Write out all entries word for word.

[Point-per-instance localization data]
========================

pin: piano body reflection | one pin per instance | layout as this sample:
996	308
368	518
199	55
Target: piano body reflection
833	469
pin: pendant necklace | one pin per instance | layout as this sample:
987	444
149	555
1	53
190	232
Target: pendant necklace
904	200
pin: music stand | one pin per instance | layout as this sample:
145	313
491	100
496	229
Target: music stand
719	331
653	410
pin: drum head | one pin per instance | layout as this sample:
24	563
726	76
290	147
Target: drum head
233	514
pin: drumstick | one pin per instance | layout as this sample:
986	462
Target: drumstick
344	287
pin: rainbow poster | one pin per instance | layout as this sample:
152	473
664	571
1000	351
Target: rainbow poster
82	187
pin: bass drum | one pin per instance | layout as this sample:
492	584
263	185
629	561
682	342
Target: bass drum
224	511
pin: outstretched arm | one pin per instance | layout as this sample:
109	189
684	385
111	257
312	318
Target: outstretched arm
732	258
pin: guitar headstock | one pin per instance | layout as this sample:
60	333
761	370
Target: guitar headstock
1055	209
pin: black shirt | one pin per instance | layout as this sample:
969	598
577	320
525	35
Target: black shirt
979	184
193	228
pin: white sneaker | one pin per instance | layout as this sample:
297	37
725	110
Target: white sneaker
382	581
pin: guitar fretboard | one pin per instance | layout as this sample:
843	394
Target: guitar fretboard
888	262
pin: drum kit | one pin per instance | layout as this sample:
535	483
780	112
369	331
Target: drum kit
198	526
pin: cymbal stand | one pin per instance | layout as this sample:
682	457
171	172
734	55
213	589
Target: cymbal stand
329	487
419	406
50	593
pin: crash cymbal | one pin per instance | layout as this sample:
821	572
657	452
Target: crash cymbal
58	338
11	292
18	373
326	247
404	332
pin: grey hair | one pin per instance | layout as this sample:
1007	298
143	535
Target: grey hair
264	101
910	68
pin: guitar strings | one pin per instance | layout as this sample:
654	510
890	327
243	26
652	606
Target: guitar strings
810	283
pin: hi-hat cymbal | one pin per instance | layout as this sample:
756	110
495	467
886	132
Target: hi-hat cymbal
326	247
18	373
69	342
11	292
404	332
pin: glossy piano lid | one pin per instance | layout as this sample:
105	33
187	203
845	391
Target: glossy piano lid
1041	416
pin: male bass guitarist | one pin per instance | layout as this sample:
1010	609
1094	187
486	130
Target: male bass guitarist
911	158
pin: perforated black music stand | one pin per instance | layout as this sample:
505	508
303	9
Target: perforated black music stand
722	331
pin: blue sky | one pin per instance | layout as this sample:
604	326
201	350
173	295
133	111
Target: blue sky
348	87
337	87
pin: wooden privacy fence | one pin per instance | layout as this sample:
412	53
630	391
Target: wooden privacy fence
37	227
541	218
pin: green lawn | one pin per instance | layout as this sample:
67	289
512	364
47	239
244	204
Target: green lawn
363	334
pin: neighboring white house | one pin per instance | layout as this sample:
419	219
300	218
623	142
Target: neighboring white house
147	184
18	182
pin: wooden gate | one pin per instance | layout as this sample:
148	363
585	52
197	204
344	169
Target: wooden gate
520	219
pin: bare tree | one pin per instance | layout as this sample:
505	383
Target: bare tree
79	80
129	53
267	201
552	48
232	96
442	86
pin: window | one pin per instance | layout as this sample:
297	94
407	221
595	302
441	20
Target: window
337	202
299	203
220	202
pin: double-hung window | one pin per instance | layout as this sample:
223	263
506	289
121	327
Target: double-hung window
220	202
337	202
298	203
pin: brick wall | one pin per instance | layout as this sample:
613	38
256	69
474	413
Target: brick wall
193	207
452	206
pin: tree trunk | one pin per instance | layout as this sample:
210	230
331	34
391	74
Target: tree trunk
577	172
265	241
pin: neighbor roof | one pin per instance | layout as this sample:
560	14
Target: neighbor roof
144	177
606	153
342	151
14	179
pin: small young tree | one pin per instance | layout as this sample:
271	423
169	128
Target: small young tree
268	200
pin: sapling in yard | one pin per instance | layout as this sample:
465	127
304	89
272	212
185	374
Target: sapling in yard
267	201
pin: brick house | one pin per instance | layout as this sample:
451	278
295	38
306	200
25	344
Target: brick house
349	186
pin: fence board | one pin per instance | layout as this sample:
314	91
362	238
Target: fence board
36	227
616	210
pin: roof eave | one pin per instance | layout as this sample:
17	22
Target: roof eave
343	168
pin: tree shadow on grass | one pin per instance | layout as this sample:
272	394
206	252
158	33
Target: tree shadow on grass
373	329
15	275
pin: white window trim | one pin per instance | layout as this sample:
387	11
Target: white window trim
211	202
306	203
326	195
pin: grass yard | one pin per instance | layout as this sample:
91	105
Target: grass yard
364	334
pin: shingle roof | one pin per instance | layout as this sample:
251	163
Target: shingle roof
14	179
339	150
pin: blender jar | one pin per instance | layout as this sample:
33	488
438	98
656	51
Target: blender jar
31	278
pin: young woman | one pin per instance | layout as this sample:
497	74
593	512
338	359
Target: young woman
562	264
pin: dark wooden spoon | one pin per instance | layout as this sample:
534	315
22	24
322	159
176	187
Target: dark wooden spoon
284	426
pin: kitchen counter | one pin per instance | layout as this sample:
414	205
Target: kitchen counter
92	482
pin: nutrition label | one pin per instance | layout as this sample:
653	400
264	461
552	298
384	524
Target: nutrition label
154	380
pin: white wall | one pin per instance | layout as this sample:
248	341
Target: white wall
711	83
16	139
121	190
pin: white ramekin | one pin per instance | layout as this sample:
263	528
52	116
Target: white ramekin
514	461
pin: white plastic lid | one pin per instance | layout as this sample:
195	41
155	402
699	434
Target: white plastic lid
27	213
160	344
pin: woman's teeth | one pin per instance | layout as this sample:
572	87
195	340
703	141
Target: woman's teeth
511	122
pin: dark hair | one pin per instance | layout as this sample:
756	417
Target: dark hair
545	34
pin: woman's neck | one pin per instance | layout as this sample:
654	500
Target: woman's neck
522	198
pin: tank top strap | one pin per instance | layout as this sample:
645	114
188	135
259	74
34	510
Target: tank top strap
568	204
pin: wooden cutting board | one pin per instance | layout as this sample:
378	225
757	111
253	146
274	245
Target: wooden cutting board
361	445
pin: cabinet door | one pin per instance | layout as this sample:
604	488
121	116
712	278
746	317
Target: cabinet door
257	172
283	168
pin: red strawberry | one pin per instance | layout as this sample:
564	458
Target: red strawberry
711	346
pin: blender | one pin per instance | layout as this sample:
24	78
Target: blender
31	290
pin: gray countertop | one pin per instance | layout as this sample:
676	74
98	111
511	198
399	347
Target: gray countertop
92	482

========================

* _SOLUTION_:
pin: piano body reflection | one pin per instance | layout as this sample:
996	308
368	518
199	55
Target: piano body reflection
833	469
pin: pendant necklace | one pin per instance | layout as this sample:
987	444
149	555
1	53
190	232
Target: pendant necklace
904	200
pin: music stand | one pin per instance | layout as this sample:
145	313
491	100
496	229
Target: music stand
719	331
653	410
pin: drum head | one pin per instance | layout as this sample:
24	563
726	76
290	147
Target: drum head
233	514
pin: drumstick | one pin per instance | layout as this sample:
986	462
Target: drumstick
344	287
pin: rainbow poster | one pin per instance | layout as this sample:
152	473
664	571
1000	351
Target: rainbow poster
82	187
pin: bass drum | one pin per instance | layout as this sample:
492	584
263	185
629	561
682	342
Target: bass drum
224	511
pin: outstretched arm | one pin per instance | layout as this sample:
109	189
684	385
111	257
312	318
Target: outstretched arm
732	258
pin: guitar headstock | one pin per instance | layout as this sample:
60	333
761	370
Target: guitar headstock
1055	209
pin: black shirt | one pin per instance | layout as this sample:
969	598
577	320
525	35
Target: black shirt
979	184
193	228
pin: white sneaker | one pin per instance | layout as this sample:
297	37
725	110
Target: white sneaker
382	581
pin: guitar fretboard | one pin per instance | layout as this sample:
843	394
Target: guitar fretboard
888	262
pin: drum kit | one pin per instance | layout as this sample:
535	483
780	112
369	331
Target: drum kit
198	526
pin: cymbal stand | one pin per instance | layout as this sample:
682	457
171	172
734	55
213	589
Target: cymbal stand
329	487
419	406
50	593
pin: crash cymbal | one pin per instance | layout as this sample:
821	572
657	452
Target: crash cymbal
58	338
11	292
18	373
326	247
404	332
pin: grey hair | one pin per instance | layout as this sample:
1007	298
143	535
Target: grey hair
264	101
910	68
pin: guitar strings | one pin per instance | layout as this sample:
654	510
890	327
243	26
652	606
Target: guitar strings
810	283
pin: hi-hat cymbal | one pin per instance | layout as this sample:
756	110
495	467
886	132
Target: hi-hat cymbal
326	247
18	373
69	342
11	292
404	332
pin: glossy piano lid | one pin per instance | layout as this sample:
105	33
187	203
845	391
Target: glossy piano lid
1041	416
pin: male bass guitarist | one pin per instance | layout as this sample:
1010	609
1094	187
486	130
Target: male bass guitarist
911	158
pin: perforated black music stand | one pin per instance | layout as this sample:
505	508
303	9
Target: perforated black music stand
722	331
pin: blue sky | one pin per instance | layout as this sample:
604	326
201	350
173	295
133	111
Target: blue sky
348	87
337	87
pin: wooden privacy fence | one pin per instance | layout as this sample:
412	53
630	391
Target: wooden privacy fence
37	227
541	218
pin: green lawn | one pin per instance | layout as this sample:
67	289
512	364
47	239
244	204
Target: green lawn
363	334
pin: neighboring white house | one pin per instance | layout as this sample:
419	219
300	218
623	142
Target: neighboring white house
147	184
18	182
pin: wooden gate | one pin per instance | layout as this sample:
148	363
585	52
197	204
344	169
Target: wooden gate
520	219
pin: bare tree | one pin per instance | layout as this sample:
505	383
Target: bare tree
79	80
129	53
267	201
552	48
232	96
442	86
pin: window | one pin per instance | layout as this sample:
297	94
407	221
595	302
441	20
Target: window
337	202
299	203
220	202
pin: double-hung window | one pin per instance | layout as this sample:
223	263
506	289
121	327
Target: double-hung window
220	202
337	202
298	203
pin: brick wall | one pin per instance | layout as this sample:
613	38
256	69
474	413
Target: brick wall
193	207
452	206
pin: tree trunk | one pin per instance | layout as this sample:
210	230
331	34
391	74
Target: tree trunk
577	172
265	241
pin: neighbor roof | one pin per instance | layout as this sample:
560	14
Target: neighbor roof
144	177
606	153
342	151
14	179
pin: small young tree | one pin per instance | layout as this sample:
271	423
169	128
Target: small young tree
268	200
pin: sapling in yard | one pin per instance | layout as this sample:
465	127
304	89
272	212
185	374
Target: sapling in yard
267	201
pin: brick house | one pin per instance | layout as this sample:
451	278
295	38
306	200
25	344
Target: brick house
349	186
pin: fence board | one pin per instance | layout as this sample:
314	91
362	238
Target: fence board
36	227
616	210
pin: roof eave | one pin per instance | layout as this sample:
17	22
Target: roof eave
343	168
pin: tree shadow on grass | one pin per instance | layout as this sample:
272	394
206	252
158	33
Target: tree shadow on grass
373	329
15	275
pin: white window trim | one pin per instance | layout as this sample:
387	11
Target: white window trim
211	202
306	203
326	195
pin: grass yard | one pin per instance | layout as this sample:
91	105
Target: grass yard
364	334
pin: shingle roof | one pin per instance | layout as this sample:
251	163
Target: shingle roof
14	179
339	150
pin: blender jar | one pin per instance | layout as this sample:
33	488
438	98
656	51
Target: blender jar
31	278
pin: young woman | one pin per instance | layout as this sample:
497	74
593	512
338	359
Target: young woman
562	264
pin: dark wooden spoon | one pin per instance | layout as this sample:
534	315
22	24
322	159
176	187
Target: dark wooden spoon
284	426
pin: kitchen counter | one pin per instance | layout as this sample:
414	205
Target: kitchen counter
92	482
pin: nutrition label | one pin per instance | layout as this sample:
653	400
264	461
552	298
384	524
Target: nutrition label
154	380
pin: white wall | one pin per instance | layout as this sample:
248	341
Target: white wall
711	83
16	139
121	190
pin: white ramekin | one pin per instance | layout as this sample:
263	528
52	116
Target: white ramekin
514	461
pin: white plastic lid | one pin per instance | layout as this sample:
195	41
155	402
699	434
Target: white plastic lid
27	213
160	344
pin: woman's teeth | one pin per instance | layout as this sample:
572	87
195	340
703	141
Target: woman's teeth
511	122
pin: dark hair | one pin per instance | layout as this sample:
756	417
Target: dark hair
545	34
pin: woman's neck | one pin per instance | layout as this sample:
654	500
Target: woman's neck
522	198
pin: tank top strap | one pin per instance | layout as this sample:
645	114
188	135
259	74
34	510
Target: tank top strap
568	204
pin: wooden cutting board | one pin per instance | layout as this sample:
378	225
757	111
253	146
274	245
Target: wooden cutting board
361	445
pin: cabinet door | one pin per instance | layout as this sample:
604	488
121	116
712	278
746	317
Target: cabinet door
257	172
283	168
pin: red strawberry | one pin per instance | layout as this sample:
564	458
Target: red strawberry
711	346
pin: blender | one pin per instance | layout as this sample:
24	78
Target: blender
31	290
pin: gray countertop | one pin per instance | layout as this sample:
676	74
98	111
511	198
399	347
Target: gray countertop
92	482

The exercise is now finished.